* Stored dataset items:
********************

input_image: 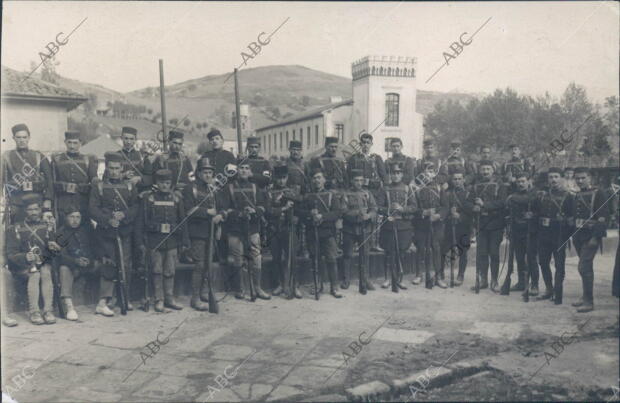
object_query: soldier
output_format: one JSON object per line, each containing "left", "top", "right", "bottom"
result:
{"left": 266, "top": 166, "right": 302, "bottom": 298}
{"left": 183, "top": 157, "right": 226, "bottom": 311}
{"left": 376, "top": 161, "right": 416, "bottom": 291}
{"left": 135, "top": 169, "right": 190, "bottom": 312}
{"left": 570, "top": 167, "right": 609, "bottom": 313}
{"left": 416, "top": 139, "right": 447, "bottom": 188}
{"left": 89, "top": 152, "right": 139, "bottom": 315}
{"left": 50, "top": 131, "right": 98, "bottom": 223}
{"left": 440, "top": 140, "right": 477, "bottom": 186}
{"left": 501, "top": 144, "right": 532, "bottom": 190}
{"left": 505, "top": 171, "right": 539, "bottom": 299}
{"left": 151, "top": 130, "right": 193, "bottom": 193}
{"left": 2, "top": 123, "right": 53, "bottom": 224}
{"left": 219, "top": 160, "right": 270, "bottom": 300}
{"left": 563, "top": 167, "right": 579, "bottom": 193}
{"left": 118, "top": 126, "right": 153, "bottom": 192}
{"left": 413, "top": 162, "right": 448, "bottom": 288}
{"left": 532, "top": 167, "right": 574, "bottom": 304}
{"left": 308, "top": 137, "right": 348, "bottom": 191}
{"left": 442, "top": 168, "right": 474, "bottom": 286}
{"left": 300, "top": 169, "right": 343, "bottom": 298}
{"left": 285, "top": 140, "right": 309, "bottom": 195}
{"left": 469, "top": 160, "right": 507, "bottom": 291}
{"left": 475, "top": 145, "right": 500, "bottom": 184}
{"left": 201, "top": 129, "right": 237, "bottom": 177}
{"left": 55, "top": 205, "right": 95, "bottom": 320}
{"left": 6, "top": 194, "right": 62, "bottom": 325}
{"left": 385, "top": 138, "right": 416, "bottom": 187}
{"left": 245, "top": 136, "right": 272, "bottom": 189}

********************

* Task prompt:
Without copying any picture, repeat all of the entries exactly.

* Written response:
input_image: 
object_query: soldier
output_format: one JSON object per line, each containing "left", "top", "right", "bottom"
result:
{"left": 266, "top": 166, "right": 302, "bottom": 298}
{"left": 183, "top": 157, "right": 226, "bottom": 311}
{"left": 376, "top": 161, "right": 416, "bottom": 291}
{"left": 135, "top": 169, "right": 190, "bottom": 312}
{"left": 570, "top": 167, "right": 609, "bottom": 313}
{"left": 416, "top": 139, "right": 447, "bottom": 188}
{"left": 89, "top": 152, "right": 139, "bottom": 315}
{"left": 50, "top": 131, "right": 98, "bottom": 223}
{"left": 440, "top": 140, "right": 477, "bottom": 186}
{"left": 501, "top": 144, "right": 532, "bottom": 190}
{"left": 505, "top": 171, "right": 539, "bottom": 299}
{"left": 151, "top": 130, "right": 193, "bottom": 193}
{"left": 2, "top": 123, "right": 53, "bottom": 224}
{"left": 219, "top": 160, "right": 270, "bottom": 300}
{"left": 563, "top": 167, "right": 579, "bottom": 193}
{"left": 118, "top": 126, "right": 153, "bottom": 192}
{"left": 413, "top": 162, "right": 448, "bottom": 288}
{"left": 532, "top": 167, "right": 574, "bottom": 304}
{"left": 308, "top": 137, "right": 348, "bottom": 191}
{"left": 442, "top": 168, "right": 474, "bottom": 286}
{"left": 300, "top": 169, "right": 343, "bottom": 298}
{"left": 285, "top": 140, "right": 309, "bottom": 195}
{"left": 469, "top": 160, "right": 507, "bottom": 291}
{"left": 475, "top": 145, "right": 500, "bottom": 184}
{"left": 201, "top": 129, "right": 237, "bottom": 177}
{"left": 55, "top": 205, "right": 95, "bottom": 320}
{"left": 6, "top": 194, "right": 62, "bottom": 325}
{"left": 385, "top": 138, "right": 416, "bottom": 187}
{"left": 245, "top": 136, "right": 272, "bottom": 189}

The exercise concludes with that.